▸ **Input data**
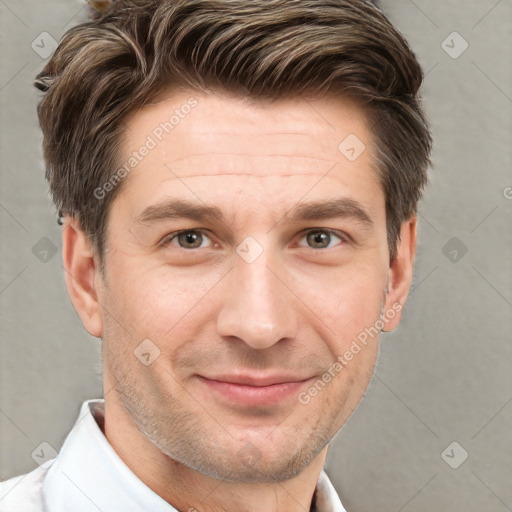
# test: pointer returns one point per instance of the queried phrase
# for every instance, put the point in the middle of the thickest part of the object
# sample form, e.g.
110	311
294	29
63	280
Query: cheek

▸ **Work to be completed**
Tell me how many lines in the records above include the word "point"; the number is all that is needed.

▸ **Response below**
2